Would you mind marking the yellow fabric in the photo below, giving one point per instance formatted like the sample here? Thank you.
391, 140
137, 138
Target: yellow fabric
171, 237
+ + + + + + +
GIVEN TASK:
Copy out the records above, swapping every "yellow fabric" for "striped fabric" and keeping everything else unchanged.

ANSWER TO THE PROBLEM:
Would you mind marking the striped fabric in the photo below, giving one point per instance formatted like the sample here? Thank you.
391, 140
137, 138
Target: striped fabric
171, 237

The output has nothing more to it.